• What is expected:
Write out exactly the lines of the entries below, from the first through the line containing "Tag each instance of the bubble", and nothing beyond them.

• Material for this exercise:
______

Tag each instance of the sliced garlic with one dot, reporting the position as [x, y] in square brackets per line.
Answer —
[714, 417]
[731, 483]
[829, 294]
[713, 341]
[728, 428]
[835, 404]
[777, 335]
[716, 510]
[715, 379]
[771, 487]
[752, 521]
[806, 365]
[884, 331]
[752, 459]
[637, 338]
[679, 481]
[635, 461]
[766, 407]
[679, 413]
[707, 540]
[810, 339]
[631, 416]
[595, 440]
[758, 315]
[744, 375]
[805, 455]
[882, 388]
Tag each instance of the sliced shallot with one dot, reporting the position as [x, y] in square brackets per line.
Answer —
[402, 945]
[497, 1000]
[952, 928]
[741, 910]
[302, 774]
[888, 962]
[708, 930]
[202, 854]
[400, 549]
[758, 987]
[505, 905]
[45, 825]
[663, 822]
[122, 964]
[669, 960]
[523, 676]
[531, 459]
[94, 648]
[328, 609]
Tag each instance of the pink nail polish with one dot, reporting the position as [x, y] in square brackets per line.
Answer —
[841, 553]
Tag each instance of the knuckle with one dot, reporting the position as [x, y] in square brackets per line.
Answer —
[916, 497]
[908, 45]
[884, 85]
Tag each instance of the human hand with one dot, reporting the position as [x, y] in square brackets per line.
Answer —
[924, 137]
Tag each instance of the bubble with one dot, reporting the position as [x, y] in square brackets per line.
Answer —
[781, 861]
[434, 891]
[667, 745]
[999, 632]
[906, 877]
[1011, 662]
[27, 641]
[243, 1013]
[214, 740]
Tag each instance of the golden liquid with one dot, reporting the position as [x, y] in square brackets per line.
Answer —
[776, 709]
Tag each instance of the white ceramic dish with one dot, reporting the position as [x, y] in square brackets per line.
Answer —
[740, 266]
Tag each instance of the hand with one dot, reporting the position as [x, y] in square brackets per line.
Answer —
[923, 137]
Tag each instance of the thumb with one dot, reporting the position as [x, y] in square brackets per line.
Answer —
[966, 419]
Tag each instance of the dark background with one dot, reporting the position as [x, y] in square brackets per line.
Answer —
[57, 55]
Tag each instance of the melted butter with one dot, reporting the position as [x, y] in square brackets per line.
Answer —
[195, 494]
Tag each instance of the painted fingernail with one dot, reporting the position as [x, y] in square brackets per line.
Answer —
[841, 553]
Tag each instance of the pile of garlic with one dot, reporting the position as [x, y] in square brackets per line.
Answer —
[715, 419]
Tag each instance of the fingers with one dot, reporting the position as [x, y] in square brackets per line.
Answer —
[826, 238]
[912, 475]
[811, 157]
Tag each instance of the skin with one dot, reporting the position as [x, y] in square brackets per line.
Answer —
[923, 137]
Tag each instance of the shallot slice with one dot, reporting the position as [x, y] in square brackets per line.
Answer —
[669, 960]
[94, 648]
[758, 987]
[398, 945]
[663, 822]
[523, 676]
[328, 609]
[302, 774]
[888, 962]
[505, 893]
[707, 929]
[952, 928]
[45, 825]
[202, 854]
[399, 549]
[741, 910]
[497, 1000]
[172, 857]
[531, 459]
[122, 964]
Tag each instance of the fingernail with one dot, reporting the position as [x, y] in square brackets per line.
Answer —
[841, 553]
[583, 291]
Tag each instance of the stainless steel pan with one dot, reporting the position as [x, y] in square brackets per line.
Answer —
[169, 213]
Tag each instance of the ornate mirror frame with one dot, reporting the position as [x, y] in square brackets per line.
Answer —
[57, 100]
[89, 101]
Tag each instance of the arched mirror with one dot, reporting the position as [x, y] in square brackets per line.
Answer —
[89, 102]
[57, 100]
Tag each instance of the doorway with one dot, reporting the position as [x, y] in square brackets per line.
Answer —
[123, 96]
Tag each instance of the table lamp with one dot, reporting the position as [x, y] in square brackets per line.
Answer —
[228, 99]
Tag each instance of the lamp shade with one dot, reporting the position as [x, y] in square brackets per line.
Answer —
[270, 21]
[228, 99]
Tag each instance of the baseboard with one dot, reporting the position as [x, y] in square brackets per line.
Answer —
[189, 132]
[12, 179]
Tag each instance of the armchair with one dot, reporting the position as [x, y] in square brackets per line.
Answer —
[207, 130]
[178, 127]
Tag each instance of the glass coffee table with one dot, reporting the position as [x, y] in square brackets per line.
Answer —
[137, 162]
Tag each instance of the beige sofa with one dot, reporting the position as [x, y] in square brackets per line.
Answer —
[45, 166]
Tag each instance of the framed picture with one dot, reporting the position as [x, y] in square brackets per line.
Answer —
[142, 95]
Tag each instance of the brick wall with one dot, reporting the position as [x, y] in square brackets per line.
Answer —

______

• Exercise answer:
Tag each instance of the sliced garlic with one dot, reporting the position as [x, y] in square brackets per line.
Answer —
[714, 417]
[731, 483]
[829, 294]
[713, 341]
[728, 428]
[835, 404]
[777, 335]
[716, 510]
[715, 379]
[771, 487]
[752, 521]
[806, 365]
[884, 331]
[752, 459]
[637, 338]
[679, 481]
[635, 461]
[766, 407]
[679, 413]
[707, 540]
[810, 339]
[631, 416]
[595, 440]
[758, 315]
[744, 375]
[805, 455]
[882, 388]
Tag each instance of the sliced shallot with one dot, reporting the position as [x, y] in square brackets per line.
Answer —
[402, 945]
[497, 1000]
[952, 928]
[741, 910]
[302, 774]
[888, 962]
[708, 930]
[202, 854]
[400, 549]
[758, 987]
[505, 905]
[45, 825]
[663, 822]
[122, 964]
[669, 960]
[523, 676]
[531, 459]
[94, 648]
[328, 609]
Tag each instance of the pink nail polish with one dot, reporting the position as [x, y] in square brackets per line.
Answer —
[841, 553]
Tag each instance of the knuckle with one dot, reporting the position as [x, y] in square brackets per line.
Answer —
[916, 497]
[908, 45]
[884, 85]
Tag each instance of the human hand with one dot, reporting the position as [x, y] in square brackets per line.
Answer —
[924, 137]
Tag each instance of the bubble with one dot, reporting the position as [x, y] in square brackets per line.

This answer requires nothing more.